▶ _Exercício_:
Segundo o texto sobre o comportamento no trânsito, qual é o objetivo maior do sistema de trânsito?

▶ _Trecho selecionado_:
--------------------------------
O "EU" NO TRÂNSITO

quinta-feira, 26 de novembro de 2009 Karine Winter


Uma reflexão sobre o comportamento individual versus comportamento coletivo. Quem trabalha na área de trânsito depara-se freqüentemente com queixas do tipo: "Este Código tem vários problemas"; "estas multas são absurdas", "placas de sinalização erradas ou depredadas", "pardais" (controladores de velocidade) interrompendo a fluidez do tráfego", "guardas corruptos", "taxistas malucos", "pedestres ignorantes", etc... 

Ah... Como é difícil ouvirmos algo diferente de queixas individuais quando o assunto é trânsito. Parece que as pessoas tem dificuldades de perceberem que, nesta área, o comportamento coletivo (segurança, fluxo de tráfego) é muito mais importante do que necessidades individuais (acesso facilitado, conveniências pessoais), já que o objetivo maior do sistema de trânsito é a segurança viária e a preservação da vida.
--------------------------------
▶ _Dados_:
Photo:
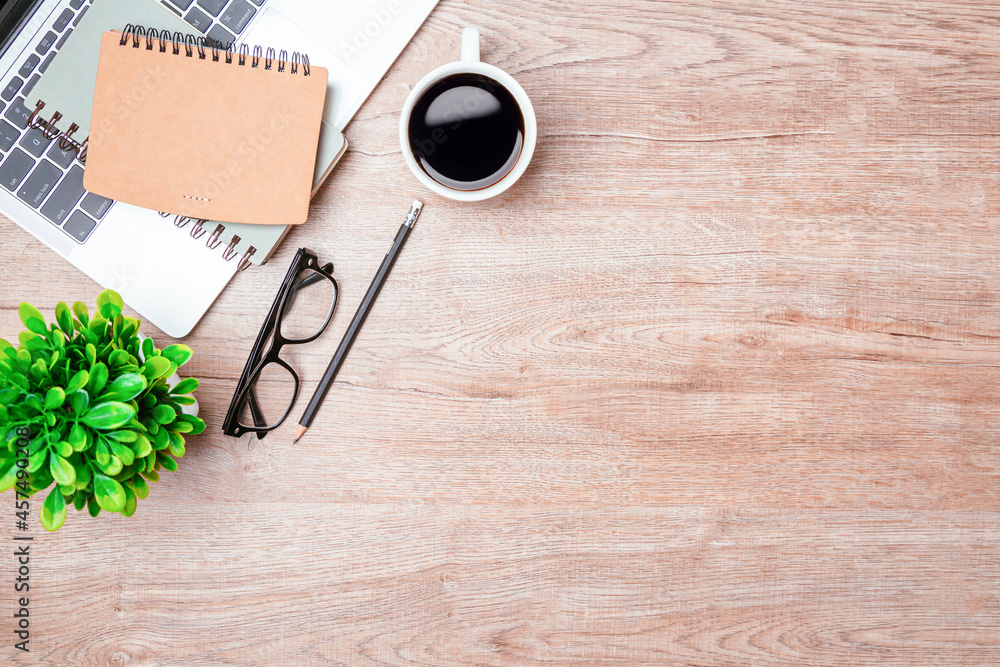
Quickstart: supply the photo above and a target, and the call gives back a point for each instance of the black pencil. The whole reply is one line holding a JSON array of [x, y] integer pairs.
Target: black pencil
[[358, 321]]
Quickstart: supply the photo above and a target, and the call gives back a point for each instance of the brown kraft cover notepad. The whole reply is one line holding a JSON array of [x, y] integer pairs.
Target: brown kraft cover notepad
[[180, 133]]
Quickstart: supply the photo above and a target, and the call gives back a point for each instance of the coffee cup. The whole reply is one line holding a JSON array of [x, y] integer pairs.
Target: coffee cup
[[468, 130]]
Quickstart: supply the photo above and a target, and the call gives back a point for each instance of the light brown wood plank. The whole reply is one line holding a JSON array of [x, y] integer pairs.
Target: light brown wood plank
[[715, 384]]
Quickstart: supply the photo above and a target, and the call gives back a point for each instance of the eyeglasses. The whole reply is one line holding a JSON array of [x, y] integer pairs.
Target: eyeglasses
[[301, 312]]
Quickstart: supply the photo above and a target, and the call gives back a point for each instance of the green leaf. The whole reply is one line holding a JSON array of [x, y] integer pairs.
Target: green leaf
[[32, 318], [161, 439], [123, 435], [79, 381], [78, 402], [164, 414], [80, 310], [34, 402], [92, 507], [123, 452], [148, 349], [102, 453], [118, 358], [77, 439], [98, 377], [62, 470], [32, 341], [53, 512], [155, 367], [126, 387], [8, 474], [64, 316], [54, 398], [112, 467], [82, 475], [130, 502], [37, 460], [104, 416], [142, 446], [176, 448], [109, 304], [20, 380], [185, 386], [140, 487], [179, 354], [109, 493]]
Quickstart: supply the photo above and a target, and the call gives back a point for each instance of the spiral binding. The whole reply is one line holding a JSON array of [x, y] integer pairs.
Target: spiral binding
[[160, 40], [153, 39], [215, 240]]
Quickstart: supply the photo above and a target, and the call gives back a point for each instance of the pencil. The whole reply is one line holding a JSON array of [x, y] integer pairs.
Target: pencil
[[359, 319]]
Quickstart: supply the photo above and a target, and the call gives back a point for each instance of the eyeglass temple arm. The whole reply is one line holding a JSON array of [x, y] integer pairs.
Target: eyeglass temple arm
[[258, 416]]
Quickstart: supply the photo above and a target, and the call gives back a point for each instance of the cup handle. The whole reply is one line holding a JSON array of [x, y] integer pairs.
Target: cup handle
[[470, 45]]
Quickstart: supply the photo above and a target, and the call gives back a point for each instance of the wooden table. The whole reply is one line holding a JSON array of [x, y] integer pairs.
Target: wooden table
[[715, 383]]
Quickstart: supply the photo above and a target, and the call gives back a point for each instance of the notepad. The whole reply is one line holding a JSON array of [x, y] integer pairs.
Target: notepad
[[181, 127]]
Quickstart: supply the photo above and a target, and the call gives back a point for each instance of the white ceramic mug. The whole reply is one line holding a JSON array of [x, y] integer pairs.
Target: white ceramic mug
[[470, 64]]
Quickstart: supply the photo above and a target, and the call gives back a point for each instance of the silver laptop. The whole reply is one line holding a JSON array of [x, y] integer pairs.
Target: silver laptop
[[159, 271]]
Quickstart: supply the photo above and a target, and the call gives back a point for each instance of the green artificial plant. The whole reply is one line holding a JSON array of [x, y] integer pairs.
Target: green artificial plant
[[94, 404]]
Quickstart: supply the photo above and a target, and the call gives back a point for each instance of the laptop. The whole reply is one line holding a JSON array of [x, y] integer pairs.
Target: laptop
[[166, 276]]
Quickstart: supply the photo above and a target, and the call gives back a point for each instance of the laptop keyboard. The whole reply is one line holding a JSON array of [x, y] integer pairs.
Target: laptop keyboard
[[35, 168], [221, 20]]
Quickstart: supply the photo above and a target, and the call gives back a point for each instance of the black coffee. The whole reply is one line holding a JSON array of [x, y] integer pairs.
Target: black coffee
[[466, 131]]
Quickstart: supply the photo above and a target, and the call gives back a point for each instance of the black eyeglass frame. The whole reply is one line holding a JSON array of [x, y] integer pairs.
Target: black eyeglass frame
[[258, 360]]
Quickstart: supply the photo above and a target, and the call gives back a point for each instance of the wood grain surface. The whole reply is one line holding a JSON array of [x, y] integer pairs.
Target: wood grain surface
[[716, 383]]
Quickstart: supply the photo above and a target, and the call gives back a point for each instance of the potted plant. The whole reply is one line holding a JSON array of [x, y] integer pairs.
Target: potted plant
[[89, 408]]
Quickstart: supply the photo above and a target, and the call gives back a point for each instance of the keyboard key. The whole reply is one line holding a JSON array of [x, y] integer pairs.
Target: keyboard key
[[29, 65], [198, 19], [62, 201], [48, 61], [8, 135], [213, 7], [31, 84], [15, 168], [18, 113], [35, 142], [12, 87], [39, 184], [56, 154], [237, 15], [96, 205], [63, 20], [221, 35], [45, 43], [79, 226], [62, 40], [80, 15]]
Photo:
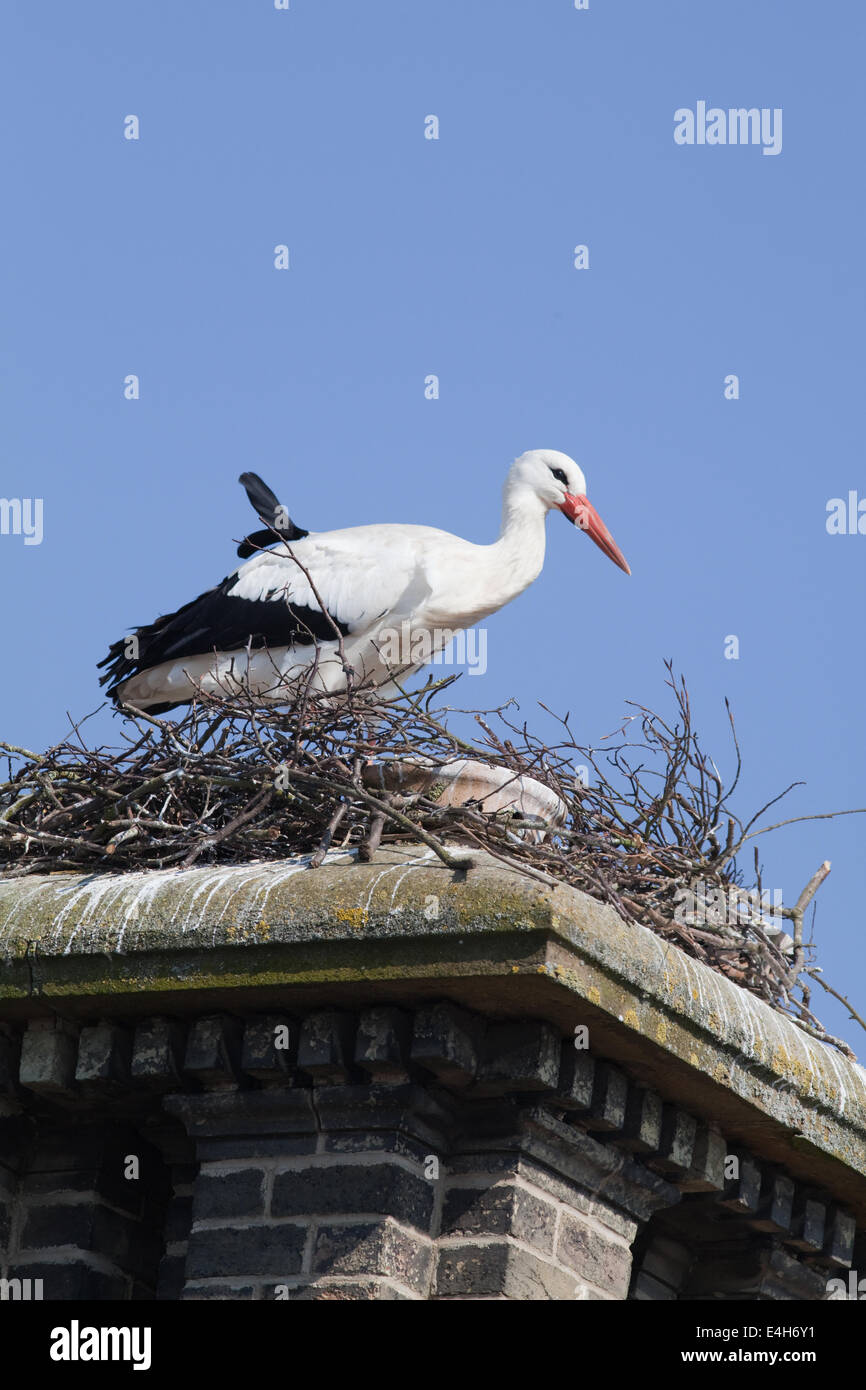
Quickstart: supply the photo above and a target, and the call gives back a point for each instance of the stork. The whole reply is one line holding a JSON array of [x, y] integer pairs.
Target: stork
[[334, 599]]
--------------------------------
▶ _Resolução_:
A segurança viária e a preservação da vida.